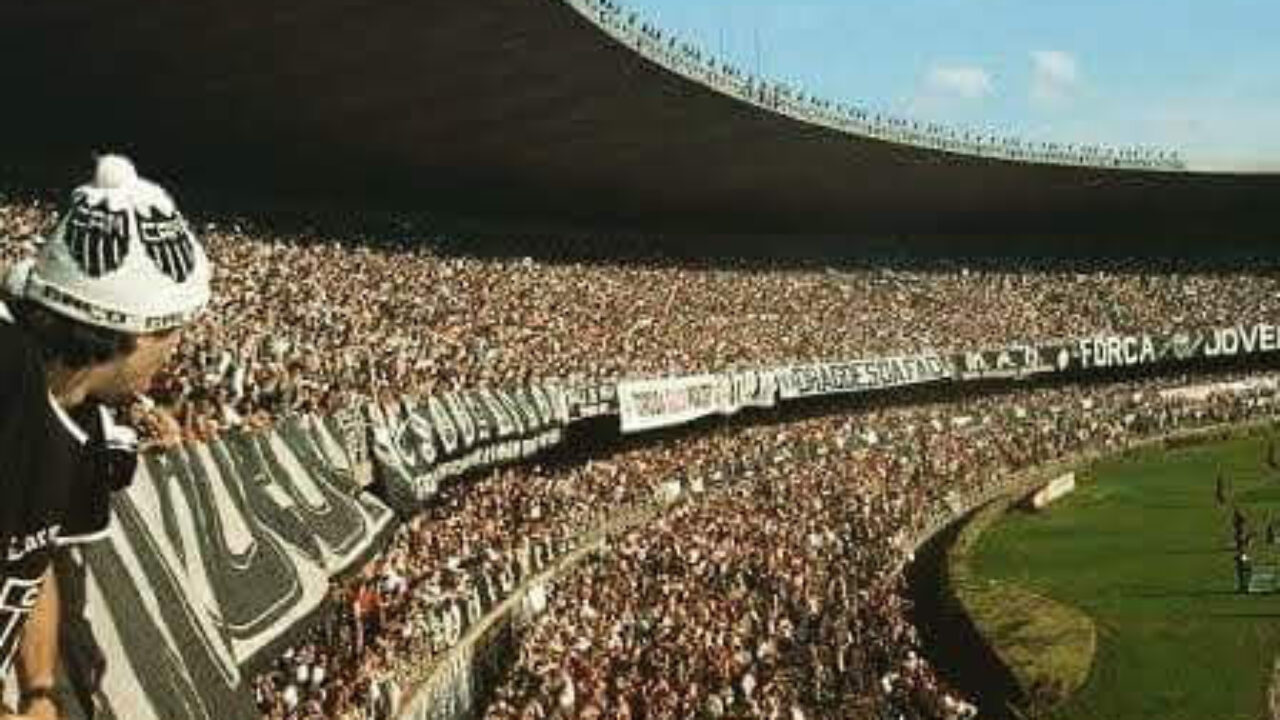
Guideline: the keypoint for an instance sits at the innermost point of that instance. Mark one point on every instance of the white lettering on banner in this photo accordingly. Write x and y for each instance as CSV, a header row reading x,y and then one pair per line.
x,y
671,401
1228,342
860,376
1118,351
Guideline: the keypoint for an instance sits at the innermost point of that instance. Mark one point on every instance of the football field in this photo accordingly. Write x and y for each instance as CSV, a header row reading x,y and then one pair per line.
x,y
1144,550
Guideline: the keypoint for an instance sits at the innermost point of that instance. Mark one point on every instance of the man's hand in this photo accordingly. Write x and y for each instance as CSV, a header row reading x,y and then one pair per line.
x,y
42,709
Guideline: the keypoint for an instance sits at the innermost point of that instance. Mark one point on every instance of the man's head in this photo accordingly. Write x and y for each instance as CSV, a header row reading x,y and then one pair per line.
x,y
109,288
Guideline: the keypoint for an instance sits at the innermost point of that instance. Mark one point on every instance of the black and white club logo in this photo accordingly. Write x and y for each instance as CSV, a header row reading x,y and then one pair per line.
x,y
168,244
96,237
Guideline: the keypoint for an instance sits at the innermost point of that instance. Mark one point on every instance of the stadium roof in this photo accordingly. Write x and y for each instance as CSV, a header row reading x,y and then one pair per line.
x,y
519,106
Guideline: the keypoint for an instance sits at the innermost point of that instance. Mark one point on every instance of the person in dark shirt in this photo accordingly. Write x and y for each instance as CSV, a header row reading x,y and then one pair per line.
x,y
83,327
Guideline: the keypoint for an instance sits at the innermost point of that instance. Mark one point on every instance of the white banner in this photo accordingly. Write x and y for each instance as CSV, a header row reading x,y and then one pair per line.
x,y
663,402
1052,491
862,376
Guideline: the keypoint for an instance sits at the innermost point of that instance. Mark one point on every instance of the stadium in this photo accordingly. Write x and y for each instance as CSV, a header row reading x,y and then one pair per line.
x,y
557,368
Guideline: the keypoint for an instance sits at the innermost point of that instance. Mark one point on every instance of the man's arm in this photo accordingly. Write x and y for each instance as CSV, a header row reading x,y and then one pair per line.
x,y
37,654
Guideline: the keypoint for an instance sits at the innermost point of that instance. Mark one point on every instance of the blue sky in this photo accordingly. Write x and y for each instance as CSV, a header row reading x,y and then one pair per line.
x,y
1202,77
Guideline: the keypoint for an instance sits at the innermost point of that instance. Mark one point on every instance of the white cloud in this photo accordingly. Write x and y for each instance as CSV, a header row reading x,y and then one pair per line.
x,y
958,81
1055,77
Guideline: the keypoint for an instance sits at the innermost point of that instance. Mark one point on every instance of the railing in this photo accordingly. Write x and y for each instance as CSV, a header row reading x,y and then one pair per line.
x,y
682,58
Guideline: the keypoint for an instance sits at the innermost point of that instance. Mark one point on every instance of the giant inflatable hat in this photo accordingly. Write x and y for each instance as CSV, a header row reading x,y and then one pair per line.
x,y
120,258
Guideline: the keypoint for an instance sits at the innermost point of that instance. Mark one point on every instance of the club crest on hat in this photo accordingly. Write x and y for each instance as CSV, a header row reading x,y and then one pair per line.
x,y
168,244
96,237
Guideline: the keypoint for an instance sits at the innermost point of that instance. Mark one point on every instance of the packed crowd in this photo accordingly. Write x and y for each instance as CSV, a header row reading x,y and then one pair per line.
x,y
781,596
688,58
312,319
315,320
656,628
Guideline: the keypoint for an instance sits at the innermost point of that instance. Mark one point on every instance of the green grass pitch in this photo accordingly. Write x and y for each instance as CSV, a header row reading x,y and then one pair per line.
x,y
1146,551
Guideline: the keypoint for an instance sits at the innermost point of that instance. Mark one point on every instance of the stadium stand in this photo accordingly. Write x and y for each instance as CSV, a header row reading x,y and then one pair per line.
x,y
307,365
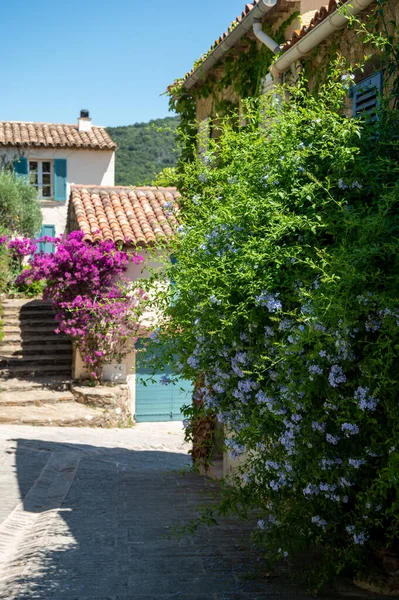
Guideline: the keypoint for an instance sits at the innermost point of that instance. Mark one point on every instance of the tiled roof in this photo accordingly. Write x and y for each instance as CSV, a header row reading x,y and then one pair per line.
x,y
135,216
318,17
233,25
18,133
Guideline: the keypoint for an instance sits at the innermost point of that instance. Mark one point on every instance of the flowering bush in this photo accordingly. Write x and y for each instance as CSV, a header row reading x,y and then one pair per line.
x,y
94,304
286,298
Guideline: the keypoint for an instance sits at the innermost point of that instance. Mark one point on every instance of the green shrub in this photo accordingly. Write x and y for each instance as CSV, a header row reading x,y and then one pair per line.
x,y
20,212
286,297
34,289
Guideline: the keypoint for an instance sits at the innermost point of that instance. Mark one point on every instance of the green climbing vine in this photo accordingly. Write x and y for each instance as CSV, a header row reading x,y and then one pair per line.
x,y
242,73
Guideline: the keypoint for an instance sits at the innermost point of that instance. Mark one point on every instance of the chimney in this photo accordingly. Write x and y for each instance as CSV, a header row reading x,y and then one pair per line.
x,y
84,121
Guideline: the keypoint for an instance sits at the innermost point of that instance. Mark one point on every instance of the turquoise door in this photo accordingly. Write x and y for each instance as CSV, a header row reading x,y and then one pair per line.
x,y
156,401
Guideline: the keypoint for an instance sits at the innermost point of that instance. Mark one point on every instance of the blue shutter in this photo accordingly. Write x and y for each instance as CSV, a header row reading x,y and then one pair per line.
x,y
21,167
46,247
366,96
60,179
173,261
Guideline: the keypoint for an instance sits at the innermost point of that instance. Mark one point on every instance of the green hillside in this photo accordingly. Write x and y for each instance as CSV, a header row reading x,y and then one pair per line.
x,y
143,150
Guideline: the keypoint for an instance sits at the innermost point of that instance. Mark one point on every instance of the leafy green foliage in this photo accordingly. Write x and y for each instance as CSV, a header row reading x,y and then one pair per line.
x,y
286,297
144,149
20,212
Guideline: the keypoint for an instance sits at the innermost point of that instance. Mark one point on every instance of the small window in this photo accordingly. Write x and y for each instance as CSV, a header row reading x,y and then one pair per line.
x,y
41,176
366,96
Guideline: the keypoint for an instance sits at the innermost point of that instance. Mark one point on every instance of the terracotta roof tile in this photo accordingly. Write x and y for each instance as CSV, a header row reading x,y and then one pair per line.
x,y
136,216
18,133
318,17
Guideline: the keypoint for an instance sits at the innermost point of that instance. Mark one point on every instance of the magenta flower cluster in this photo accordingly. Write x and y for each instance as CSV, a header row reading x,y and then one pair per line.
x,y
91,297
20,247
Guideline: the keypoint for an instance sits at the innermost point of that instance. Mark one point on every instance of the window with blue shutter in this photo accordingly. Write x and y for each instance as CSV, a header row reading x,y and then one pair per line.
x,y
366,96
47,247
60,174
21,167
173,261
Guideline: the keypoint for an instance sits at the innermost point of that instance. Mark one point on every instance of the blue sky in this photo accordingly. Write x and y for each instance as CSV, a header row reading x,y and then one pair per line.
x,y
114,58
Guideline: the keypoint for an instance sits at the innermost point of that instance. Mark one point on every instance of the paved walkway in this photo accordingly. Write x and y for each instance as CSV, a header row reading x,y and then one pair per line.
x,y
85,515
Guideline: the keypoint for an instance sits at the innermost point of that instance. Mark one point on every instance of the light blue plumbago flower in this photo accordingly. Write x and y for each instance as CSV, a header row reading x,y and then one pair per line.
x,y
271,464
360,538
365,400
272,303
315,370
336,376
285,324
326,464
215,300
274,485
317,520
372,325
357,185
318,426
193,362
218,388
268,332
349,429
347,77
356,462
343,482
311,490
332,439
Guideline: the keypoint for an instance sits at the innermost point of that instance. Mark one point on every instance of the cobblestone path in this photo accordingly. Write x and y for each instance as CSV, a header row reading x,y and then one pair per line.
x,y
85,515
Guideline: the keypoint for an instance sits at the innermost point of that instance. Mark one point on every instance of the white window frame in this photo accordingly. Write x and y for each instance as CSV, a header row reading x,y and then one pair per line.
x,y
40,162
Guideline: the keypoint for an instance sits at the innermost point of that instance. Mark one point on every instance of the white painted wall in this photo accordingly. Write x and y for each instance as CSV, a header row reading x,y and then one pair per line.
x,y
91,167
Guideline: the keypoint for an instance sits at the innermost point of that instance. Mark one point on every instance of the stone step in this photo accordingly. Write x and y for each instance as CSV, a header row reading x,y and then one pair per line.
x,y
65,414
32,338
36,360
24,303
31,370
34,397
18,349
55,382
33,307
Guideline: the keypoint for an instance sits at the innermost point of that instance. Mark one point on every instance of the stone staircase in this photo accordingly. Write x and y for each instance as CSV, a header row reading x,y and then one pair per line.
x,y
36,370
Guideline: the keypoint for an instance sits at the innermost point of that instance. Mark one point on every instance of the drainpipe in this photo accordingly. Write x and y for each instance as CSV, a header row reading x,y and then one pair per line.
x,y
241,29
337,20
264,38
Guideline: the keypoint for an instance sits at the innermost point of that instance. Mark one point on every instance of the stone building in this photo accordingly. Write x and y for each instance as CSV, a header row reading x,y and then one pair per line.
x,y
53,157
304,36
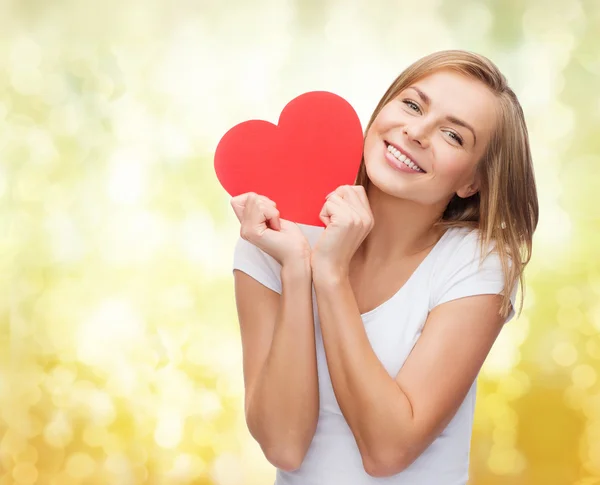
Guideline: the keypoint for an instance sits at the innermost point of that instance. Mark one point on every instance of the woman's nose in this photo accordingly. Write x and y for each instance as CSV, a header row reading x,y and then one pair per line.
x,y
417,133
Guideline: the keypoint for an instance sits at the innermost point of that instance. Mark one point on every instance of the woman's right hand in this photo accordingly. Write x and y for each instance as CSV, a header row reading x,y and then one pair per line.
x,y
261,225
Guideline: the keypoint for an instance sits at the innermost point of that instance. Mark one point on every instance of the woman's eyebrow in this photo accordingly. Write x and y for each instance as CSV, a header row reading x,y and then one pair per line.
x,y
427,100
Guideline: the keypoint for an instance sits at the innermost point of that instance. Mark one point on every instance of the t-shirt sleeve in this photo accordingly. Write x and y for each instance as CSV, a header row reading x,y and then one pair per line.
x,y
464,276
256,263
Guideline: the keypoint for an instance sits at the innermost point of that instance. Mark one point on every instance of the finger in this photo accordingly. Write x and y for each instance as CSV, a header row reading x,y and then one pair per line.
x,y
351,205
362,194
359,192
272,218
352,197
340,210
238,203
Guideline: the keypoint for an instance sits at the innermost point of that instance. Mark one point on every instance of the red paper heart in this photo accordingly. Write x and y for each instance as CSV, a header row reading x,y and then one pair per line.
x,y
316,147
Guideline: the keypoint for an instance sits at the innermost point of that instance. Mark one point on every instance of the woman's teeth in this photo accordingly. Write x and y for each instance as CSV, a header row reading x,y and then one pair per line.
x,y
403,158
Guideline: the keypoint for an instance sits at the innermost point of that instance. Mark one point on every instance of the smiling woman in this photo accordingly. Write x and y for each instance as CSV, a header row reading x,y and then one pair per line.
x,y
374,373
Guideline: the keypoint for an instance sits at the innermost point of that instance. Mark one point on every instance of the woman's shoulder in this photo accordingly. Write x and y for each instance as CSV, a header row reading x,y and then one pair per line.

What you need to do:
Output nothing but the lines from the one that contains "the red paper" through the final line of the entries above, exactly as they appear.

Output for this exercise:
Guideline: the keypoint for an instance sits at the innermost point of that instance. Mark one point on every instance of the red paper heart in this photo accordingly. Write x and y for each instance as CSV, a header row reading x,y and then one pair per line.
x,y
316,147
Guideline: the keypoint for an instance sits at the innermost point of that instance. Mark one point on every instance of the woman's teeth in this photo accordingly. Write x and y for each instance as CSV, a header row reading x,y and then one pair per line.
x,y
403,158
Guideline: the keypoint for an instance sits at the innermost point of that instance. Mark one point on every instance of the smiling woman in this photo accordingly. Write x and y for each instance as CSV, a header row reading x,y and then one pair per line.
x,y
374,373
Guideline: the keypoint for an instance sits at the innermost point of that instance. Mark one point on every instance of the woman's shoulder in this photo accordingly. Write x and y for each instance as CSV, a header row reading x,y and then one pair per line.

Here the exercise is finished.